*** TASK INPUTS ***

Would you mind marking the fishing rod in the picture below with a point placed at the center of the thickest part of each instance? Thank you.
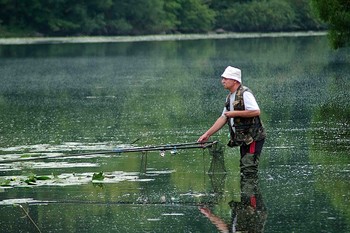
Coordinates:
(161, 148)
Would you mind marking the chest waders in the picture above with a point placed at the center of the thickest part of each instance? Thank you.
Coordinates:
(249, 134)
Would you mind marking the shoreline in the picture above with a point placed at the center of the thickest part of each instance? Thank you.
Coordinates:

*** End of TASK INPUTS ***

> **WORK REQUEST**
Tally the lines of the data that contain the word "placed", and give only that tally.

> **REPLY**
3